Instruction
According to the commemoration program, at which hotel will the 2013 event be held?
START Source passage
We're not lost, Sergeant, We're in … France


Program for 2013 Colmar Pocket Commemoration and Seminar

69 years after the vicious fighting in eastern France, Outpost Europe of the Society of the Third Infantry Division and the Embassy of France will again host a Battle of the Colmar Pocket Commemoration and Seminar, on 5-8 December 2013 at the Sheraton National Hotel in Arlington Virginia. This event honors the divisions and veterans of the Battle of the Colmar Pocket, in which Audie Murphy, Charles P. Murray, Ellis Weicht, Bernard Bell, Keith L. Ware, Gus Kefort, Eli Whiteley, Russell Dunham, Forrest Peden, and Jose Valdez received the Medal of Honor. Also among the goals is to educate the public about this little remembered front known as the second Battle of the Bulge.

The Battle of the Colmar Pocket, Alsace, France – The “Other” Battle of the Bulge
December 1944 – February 1945

Outpost Europe, Society of the 3rd Infantry Division
The Embassy of France to the United States

When: 5-8 December 2013 (Thursday-Sunday)

5 December: 2 to 4 PM – Registration ($35); 5 to 8 PM – Reception and Seminar Session I
6 December: 8 AM to 5 pM – Seminar Session II and a historical visit (breaks for lunch & dinner on your own); 6 PM to 8 PM Seminar Session III & Documentary Film Presentation
7 December: 10:15 AM to 12 AM – ceremonies at Arlington National Cemetery: wreath laying at Tomb of the Unknowns, 3ID Monument, Audie Murphy gravesite; 12 AM to 4 PM Open time; 4 PM to 5 PM Cocktail Hour (no host); 6 PM Banquet ($40)
END Source passage
START Rows
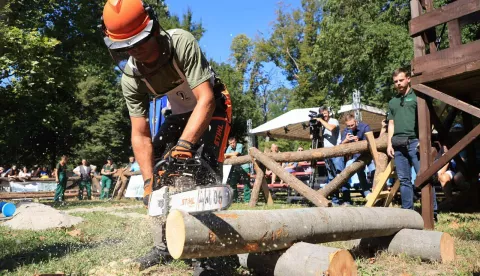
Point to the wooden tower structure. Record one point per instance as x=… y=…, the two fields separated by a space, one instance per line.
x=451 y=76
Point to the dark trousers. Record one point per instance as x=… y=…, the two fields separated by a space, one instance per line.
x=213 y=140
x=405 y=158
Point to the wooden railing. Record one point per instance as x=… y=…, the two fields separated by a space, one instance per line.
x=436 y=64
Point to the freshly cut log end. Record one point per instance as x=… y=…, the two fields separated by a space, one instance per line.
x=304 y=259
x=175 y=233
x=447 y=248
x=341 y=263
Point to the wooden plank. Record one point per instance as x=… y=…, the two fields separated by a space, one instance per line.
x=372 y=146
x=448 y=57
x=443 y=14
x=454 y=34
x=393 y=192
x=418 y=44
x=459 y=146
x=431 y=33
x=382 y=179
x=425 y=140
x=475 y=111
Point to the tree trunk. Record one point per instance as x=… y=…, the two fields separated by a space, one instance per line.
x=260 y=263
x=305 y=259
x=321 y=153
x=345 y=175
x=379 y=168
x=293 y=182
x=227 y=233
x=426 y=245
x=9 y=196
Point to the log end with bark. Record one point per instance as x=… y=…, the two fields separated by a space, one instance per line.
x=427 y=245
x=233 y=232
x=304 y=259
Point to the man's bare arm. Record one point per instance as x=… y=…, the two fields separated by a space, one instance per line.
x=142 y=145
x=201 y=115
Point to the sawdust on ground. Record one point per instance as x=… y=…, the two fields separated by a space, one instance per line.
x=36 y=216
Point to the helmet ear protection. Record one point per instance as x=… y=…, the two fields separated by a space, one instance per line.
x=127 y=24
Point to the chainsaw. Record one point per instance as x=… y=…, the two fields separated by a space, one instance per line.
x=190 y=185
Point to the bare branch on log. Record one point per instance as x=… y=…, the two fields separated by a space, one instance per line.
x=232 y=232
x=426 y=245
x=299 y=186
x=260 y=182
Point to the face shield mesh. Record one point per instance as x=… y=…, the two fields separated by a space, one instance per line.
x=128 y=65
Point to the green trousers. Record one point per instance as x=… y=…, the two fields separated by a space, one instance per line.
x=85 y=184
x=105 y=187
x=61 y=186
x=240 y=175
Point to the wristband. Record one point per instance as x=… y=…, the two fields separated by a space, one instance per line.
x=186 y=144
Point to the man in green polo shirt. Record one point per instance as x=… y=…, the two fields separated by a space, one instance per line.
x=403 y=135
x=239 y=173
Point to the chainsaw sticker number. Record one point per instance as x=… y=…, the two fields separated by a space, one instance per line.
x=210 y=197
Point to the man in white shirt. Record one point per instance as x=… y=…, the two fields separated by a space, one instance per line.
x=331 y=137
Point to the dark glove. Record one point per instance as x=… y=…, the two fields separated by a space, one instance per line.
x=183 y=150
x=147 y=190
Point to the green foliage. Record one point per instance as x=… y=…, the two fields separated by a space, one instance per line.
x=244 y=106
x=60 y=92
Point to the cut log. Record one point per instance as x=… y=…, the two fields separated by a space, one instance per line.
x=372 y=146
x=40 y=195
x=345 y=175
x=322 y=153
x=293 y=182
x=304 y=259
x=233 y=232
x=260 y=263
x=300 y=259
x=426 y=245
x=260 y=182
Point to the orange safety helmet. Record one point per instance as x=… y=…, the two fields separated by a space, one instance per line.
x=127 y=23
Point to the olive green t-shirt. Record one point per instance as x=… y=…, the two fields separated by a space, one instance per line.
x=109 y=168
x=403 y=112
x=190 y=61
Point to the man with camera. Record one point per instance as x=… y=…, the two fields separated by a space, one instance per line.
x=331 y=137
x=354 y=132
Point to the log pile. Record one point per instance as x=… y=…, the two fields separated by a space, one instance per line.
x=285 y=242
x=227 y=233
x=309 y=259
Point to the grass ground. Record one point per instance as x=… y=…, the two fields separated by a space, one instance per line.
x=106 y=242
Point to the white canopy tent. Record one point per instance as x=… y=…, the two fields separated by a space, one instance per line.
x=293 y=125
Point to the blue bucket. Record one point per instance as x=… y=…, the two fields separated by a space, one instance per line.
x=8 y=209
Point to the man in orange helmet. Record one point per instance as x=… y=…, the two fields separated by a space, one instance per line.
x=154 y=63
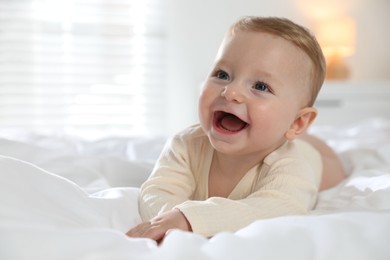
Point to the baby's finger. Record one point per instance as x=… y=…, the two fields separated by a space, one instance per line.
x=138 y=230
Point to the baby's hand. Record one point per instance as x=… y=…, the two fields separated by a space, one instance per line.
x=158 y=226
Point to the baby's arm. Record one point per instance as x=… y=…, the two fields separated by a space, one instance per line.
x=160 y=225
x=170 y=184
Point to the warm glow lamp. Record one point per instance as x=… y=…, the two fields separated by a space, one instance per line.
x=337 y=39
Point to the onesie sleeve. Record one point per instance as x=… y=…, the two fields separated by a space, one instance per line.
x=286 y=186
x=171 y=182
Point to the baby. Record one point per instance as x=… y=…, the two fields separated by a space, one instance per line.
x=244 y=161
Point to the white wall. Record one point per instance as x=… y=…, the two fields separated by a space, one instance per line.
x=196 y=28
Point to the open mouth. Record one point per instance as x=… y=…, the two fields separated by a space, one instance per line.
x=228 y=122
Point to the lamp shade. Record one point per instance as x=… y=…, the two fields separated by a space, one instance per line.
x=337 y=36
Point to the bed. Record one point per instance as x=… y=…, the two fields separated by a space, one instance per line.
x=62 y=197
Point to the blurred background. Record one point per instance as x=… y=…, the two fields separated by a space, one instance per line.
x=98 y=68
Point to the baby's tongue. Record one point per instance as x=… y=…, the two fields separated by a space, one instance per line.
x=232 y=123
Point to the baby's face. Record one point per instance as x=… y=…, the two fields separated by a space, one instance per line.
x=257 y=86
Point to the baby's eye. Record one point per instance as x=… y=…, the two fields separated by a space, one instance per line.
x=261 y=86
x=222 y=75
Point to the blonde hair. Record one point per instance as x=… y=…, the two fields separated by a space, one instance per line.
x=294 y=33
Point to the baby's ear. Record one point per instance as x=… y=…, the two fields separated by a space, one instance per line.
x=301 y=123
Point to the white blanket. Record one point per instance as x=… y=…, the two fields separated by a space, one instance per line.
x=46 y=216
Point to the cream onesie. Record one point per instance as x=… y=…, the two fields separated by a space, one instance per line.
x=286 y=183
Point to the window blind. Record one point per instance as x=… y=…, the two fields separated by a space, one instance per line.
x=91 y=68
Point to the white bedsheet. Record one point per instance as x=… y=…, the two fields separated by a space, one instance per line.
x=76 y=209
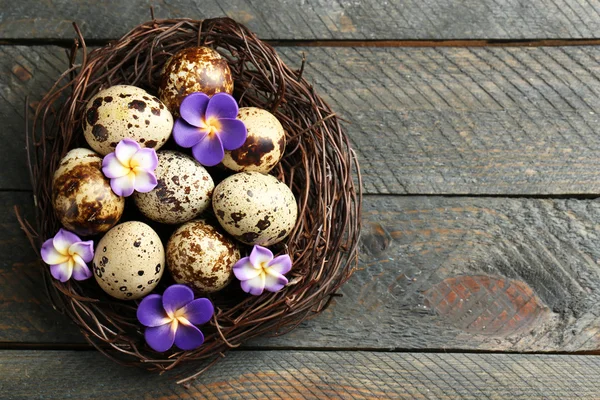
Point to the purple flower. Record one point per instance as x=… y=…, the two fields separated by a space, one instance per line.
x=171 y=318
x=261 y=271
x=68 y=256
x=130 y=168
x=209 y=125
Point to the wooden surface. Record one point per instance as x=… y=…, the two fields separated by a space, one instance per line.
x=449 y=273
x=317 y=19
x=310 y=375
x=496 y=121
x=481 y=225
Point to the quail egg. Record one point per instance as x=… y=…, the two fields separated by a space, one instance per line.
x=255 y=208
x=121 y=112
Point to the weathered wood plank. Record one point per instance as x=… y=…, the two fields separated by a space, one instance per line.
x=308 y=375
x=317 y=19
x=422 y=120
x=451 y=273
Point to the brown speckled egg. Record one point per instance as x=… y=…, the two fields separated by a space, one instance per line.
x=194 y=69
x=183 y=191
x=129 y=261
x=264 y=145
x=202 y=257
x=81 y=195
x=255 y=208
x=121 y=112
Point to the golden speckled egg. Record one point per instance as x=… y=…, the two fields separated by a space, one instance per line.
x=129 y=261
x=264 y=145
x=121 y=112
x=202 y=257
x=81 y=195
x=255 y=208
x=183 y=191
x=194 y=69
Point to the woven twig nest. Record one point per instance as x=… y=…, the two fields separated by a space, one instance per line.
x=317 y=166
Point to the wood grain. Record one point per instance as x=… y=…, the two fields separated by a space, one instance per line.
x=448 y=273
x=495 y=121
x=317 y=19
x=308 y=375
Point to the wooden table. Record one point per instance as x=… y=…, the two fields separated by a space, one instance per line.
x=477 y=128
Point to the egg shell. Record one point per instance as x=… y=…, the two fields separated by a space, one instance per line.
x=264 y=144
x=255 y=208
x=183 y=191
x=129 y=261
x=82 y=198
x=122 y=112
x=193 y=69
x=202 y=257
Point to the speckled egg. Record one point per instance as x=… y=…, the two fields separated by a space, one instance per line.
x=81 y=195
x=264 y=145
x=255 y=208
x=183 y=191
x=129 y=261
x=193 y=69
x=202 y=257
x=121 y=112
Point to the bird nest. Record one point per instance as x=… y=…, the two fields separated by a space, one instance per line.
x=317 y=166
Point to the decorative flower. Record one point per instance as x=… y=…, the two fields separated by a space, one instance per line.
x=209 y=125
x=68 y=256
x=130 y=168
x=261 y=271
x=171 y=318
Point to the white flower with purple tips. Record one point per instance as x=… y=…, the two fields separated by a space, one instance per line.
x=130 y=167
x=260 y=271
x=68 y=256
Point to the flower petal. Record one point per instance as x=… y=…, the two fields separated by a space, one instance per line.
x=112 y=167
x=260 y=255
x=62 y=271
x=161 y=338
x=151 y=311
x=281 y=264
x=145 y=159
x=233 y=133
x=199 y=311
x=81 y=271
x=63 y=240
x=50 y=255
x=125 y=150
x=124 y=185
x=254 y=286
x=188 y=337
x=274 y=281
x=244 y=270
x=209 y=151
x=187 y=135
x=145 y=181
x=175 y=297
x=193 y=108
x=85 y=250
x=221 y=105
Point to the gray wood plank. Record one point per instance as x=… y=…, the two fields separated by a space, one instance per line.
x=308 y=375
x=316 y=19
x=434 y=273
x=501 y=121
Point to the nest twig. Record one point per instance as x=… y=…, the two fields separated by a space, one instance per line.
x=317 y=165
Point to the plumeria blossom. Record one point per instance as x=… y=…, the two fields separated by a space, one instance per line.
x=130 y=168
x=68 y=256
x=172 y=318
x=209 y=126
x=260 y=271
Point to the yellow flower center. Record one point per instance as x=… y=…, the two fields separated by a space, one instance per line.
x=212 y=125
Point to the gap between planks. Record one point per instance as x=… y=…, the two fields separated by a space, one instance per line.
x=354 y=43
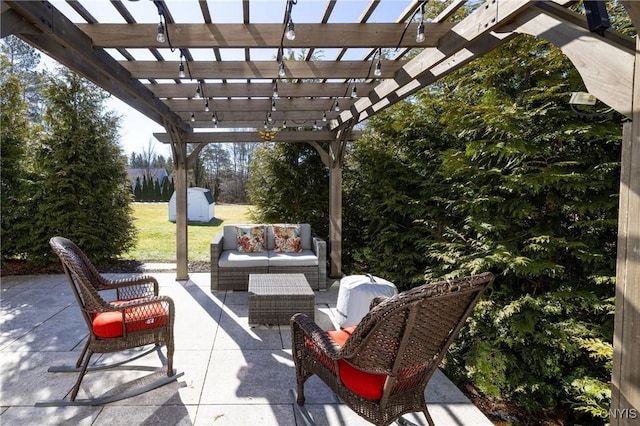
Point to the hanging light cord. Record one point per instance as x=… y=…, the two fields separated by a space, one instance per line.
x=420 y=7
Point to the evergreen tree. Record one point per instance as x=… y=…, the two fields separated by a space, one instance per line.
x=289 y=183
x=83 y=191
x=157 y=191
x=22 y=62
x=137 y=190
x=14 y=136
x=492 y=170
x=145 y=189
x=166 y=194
END Rows
Response to this exercise
The Sheraton National Hotel in Arlington, Virginia.